Problem statement. Copy all lines in the data that contain the string "stone".

Listed records.

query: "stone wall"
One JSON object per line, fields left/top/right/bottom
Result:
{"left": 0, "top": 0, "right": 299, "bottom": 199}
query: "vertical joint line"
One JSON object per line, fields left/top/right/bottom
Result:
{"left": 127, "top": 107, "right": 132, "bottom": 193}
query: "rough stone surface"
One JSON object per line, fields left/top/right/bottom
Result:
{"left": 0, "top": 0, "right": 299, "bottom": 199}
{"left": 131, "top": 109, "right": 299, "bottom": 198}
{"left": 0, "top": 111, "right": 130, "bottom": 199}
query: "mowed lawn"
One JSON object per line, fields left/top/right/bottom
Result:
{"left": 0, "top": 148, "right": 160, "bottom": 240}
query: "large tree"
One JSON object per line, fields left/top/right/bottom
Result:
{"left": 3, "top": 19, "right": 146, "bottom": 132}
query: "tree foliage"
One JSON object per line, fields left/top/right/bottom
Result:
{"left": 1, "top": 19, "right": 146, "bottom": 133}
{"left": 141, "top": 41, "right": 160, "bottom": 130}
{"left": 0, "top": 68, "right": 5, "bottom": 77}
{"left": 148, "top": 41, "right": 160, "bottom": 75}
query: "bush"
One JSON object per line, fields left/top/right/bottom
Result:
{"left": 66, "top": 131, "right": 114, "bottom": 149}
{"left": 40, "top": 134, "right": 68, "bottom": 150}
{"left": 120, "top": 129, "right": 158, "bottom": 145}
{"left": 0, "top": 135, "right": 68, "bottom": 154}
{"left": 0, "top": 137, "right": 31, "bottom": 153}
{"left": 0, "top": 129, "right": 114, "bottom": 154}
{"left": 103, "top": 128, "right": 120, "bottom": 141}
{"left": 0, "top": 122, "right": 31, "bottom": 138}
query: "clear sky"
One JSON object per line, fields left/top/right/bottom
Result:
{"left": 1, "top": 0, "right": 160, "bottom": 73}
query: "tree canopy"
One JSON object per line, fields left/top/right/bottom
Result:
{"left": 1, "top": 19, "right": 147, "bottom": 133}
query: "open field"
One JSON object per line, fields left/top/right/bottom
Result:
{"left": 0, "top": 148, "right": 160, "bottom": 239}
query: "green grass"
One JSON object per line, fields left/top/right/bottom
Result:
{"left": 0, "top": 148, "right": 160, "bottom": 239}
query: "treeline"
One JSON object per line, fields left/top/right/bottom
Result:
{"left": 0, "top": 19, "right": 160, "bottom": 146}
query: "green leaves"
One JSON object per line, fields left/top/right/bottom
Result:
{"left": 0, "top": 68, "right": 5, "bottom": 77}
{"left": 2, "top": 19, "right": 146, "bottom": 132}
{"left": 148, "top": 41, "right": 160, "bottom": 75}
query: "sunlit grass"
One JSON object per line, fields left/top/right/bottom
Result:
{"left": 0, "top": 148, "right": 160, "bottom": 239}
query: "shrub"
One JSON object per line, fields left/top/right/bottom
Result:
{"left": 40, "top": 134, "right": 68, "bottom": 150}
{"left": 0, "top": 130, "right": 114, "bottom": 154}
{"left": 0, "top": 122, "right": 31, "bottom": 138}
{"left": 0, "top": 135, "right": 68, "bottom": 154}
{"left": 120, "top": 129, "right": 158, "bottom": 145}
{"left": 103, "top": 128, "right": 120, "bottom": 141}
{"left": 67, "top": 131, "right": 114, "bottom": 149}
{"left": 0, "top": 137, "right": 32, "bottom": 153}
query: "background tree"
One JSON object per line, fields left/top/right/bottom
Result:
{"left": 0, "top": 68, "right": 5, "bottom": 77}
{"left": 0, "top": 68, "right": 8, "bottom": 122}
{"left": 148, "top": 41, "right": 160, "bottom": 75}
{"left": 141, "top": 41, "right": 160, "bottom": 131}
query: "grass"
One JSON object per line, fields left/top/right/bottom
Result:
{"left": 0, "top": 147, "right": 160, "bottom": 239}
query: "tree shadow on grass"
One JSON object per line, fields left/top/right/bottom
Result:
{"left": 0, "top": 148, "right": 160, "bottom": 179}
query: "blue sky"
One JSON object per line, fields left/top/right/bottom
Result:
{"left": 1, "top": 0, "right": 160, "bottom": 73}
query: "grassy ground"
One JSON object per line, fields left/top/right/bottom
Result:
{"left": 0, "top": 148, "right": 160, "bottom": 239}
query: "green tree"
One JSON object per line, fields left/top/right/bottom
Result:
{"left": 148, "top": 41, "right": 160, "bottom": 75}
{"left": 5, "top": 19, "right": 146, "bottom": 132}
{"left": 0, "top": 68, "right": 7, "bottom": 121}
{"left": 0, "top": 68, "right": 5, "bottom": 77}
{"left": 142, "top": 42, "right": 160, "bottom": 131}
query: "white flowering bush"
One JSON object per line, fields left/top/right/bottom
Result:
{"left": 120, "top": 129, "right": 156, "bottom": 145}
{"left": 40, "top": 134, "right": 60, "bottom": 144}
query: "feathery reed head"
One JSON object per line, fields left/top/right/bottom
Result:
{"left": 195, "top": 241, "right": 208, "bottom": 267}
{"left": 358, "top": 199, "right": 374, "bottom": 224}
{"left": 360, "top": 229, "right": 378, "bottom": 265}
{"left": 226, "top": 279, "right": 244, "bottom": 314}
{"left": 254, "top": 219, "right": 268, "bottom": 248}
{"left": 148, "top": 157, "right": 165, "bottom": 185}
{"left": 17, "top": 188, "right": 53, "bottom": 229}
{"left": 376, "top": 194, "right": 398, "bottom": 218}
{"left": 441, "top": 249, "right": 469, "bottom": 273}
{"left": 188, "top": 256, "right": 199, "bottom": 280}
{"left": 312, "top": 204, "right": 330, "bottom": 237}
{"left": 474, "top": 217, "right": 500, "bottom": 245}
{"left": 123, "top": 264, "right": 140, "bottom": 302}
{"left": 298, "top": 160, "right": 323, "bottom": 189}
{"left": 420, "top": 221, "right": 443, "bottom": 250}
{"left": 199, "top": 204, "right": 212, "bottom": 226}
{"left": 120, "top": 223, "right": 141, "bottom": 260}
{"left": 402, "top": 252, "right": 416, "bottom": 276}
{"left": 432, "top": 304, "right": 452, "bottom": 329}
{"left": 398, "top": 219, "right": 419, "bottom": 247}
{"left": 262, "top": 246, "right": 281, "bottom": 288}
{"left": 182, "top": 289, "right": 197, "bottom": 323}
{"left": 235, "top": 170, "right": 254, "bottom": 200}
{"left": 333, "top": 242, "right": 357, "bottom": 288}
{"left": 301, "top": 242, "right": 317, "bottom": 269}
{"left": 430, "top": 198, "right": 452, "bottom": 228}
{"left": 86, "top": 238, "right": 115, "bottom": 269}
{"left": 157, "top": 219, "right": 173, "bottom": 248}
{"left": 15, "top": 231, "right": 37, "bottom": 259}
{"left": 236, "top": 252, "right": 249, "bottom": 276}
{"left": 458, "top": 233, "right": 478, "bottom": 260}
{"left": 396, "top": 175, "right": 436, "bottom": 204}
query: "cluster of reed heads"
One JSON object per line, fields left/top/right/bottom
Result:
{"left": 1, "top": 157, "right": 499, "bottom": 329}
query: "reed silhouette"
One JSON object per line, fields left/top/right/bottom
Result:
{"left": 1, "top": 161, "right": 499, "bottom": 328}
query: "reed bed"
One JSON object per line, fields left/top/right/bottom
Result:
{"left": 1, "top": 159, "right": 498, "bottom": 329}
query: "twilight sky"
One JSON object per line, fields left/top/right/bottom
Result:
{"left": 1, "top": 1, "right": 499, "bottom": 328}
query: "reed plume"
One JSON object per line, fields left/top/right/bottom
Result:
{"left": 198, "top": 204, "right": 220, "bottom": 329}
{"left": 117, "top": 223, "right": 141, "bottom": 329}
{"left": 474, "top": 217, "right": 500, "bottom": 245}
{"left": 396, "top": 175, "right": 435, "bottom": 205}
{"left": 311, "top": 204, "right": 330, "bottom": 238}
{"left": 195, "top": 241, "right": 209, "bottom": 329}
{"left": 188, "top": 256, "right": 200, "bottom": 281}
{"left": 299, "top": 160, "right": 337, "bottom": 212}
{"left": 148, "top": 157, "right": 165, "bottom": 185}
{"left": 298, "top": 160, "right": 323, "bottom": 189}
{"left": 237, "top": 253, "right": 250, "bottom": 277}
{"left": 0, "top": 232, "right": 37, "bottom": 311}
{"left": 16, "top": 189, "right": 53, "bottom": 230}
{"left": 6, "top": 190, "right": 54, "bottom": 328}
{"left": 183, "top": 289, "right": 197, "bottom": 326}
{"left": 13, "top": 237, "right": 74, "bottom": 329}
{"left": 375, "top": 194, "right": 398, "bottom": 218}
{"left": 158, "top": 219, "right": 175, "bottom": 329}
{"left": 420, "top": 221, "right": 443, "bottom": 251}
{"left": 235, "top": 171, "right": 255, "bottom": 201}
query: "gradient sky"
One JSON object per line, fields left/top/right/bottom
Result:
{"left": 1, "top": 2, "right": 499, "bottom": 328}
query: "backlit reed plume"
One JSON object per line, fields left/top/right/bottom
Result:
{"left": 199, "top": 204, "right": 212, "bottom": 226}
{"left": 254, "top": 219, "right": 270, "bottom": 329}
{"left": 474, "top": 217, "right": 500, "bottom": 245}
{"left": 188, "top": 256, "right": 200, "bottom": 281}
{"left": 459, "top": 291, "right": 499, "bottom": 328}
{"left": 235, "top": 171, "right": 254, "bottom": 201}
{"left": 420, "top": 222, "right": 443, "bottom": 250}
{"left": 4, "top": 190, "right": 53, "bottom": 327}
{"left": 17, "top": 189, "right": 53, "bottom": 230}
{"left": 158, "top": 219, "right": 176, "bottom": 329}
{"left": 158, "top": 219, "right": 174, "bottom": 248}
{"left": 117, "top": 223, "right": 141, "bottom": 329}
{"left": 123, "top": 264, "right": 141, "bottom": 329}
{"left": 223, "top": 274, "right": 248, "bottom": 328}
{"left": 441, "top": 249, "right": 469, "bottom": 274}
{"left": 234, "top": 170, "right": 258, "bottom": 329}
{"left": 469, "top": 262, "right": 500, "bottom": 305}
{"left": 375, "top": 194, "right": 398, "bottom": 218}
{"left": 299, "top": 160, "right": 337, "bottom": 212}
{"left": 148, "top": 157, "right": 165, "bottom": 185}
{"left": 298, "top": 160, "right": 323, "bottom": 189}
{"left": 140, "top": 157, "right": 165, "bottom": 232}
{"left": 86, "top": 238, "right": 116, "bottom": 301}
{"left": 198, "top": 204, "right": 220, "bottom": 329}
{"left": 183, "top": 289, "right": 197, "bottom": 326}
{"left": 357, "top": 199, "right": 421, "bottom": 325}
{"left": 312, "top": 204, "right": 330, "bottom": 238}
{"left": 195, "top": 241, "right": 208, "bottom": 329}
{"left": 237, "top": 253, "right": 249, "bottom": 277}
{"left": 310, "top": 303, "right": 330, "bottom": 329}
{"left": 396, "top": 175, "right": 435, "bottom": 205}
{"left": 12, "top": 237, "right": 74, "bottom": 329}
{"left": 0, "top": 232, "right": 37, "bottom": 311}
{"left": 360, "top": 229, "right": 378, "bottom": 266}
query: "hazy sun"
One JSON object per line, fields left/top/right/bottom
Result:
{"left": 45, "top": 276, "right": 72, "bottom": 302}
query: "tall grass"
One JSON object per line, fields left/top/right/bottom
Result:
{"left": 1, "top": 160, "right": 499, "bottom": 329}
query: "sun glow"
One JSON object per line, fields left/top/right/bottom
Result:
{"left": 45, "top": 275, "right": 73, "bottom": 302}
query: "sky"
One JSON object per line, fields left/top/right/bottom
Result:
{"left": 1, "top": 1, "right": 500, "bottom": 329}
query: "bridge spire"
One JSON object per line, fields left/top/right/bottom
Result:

Reply.
query: "stone wall"
query: "rough stone surface"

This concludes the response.